Given exercise: Update the lines below by changing every "Found at" to "Marked at" and keeping everything else the same. Leave the pictures out of your answer.

Supplied records:
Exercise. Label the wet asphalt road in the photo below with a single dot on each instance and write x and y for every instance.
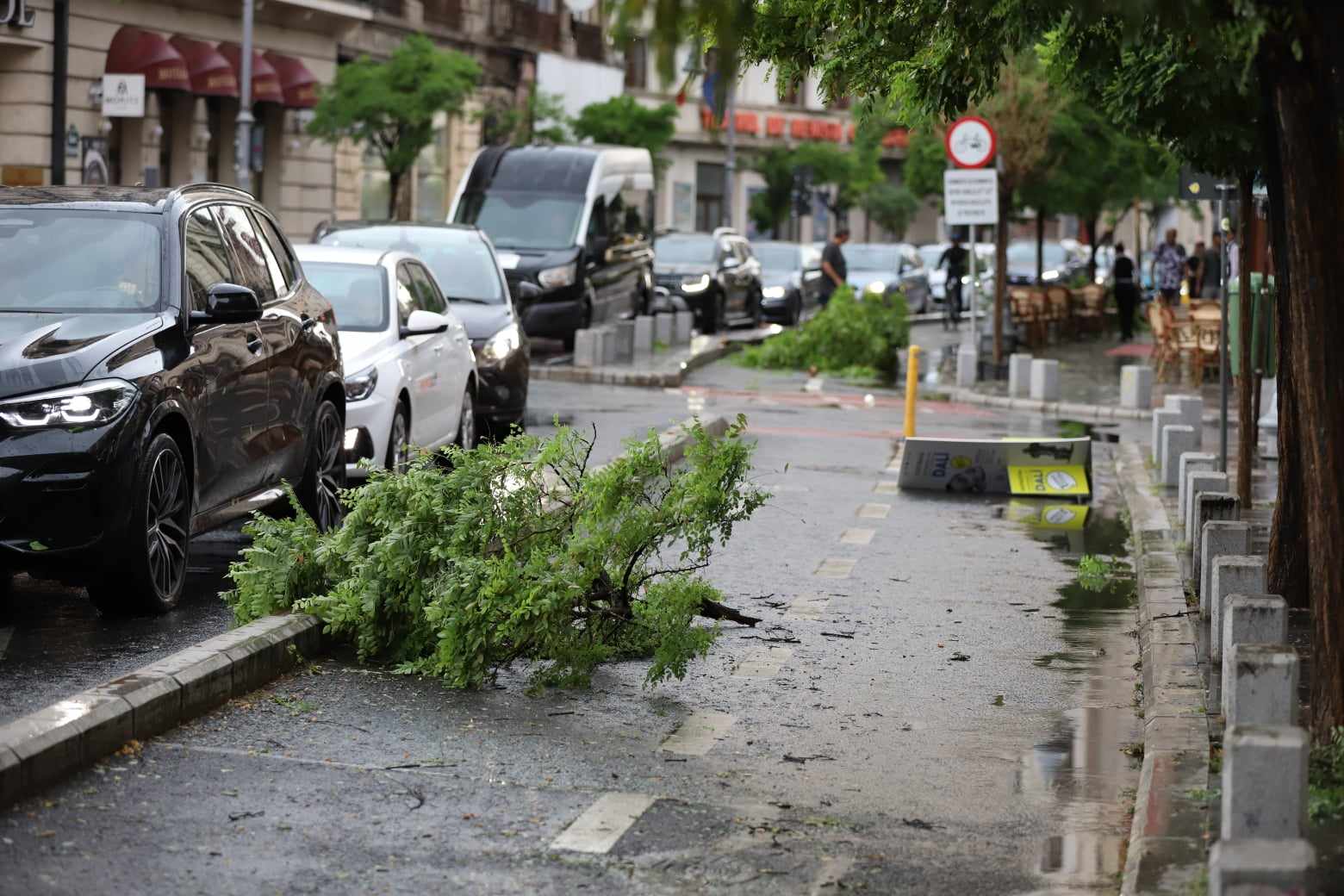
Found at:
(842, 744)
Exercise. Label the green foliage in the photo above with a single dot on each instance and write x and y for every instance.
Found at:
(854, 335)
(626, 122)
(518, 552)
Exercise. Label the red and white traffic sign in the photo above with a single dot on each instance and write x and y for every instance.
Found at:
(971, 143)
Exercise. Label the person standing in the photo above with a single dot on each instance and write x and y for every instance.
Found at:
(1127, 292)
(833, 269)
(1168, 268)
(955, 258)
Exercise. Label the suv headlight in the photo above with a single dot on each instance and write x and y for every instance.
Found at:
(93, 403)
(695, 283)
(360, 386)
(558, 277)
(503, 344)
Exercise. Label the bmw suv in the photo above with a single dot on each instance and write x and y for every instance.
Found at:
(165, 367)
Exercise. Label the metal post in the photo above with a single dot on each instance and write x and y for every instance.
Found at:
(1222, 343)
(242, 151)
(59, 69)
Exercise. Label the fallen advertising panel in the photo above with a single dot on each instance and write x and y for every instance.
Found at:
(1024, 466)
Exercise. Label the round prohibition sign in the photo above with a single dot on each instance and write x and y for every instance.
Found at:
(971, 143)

Task response:
Exercise. Label the wet asphalt road in the photo below with a single dot on each instance and write x and y for every instance.
Marked at:
(842, 744)
Exercise. Label the green foliage in the photo above with a single dot on each instance and write x and y for every instance.
Marked at:
(854, 335)
(626, 122)
(518, 552)
Exercise. Label the red and white traffic sign in the photo above with a single dot on each instance and write x and y for every instance.
Marked at:
(971, 143)
Exercise. Label the person standing in the photo above with a single dot on each instance and write x and y for every instance.
Marked at:
(1127, 292)
(833, 269)
(1168, 268)
(955, 258)
Exercise. Label the suv headlight in the photo above with a single dot on each instance and write x and y for every instance.
Marked at:
(93, 403)
(695, 283)
(360, 386)
(558, 277)
(503, 344)
Exercise. Label the bmw suv in the photo above with a single dot on each instance and write x and y for every instance.
Marked at:
(165, 367)
Exercise. Label the metal post in the photo above with a single dot on each instance and write x and y for every instance.
Marked at:
(1222, 343)
(242, 151)
(59, 69)
Exercise. Label the fallen advertising panel in the photo above with a single dot on each instance and write x and y for every instance.
Marked at:
(1024, 466)
Exercise. Label the round prohibition sign in the photo above with a single dot on each instance and write x and y for every instance.
Marked at:
(971, 143)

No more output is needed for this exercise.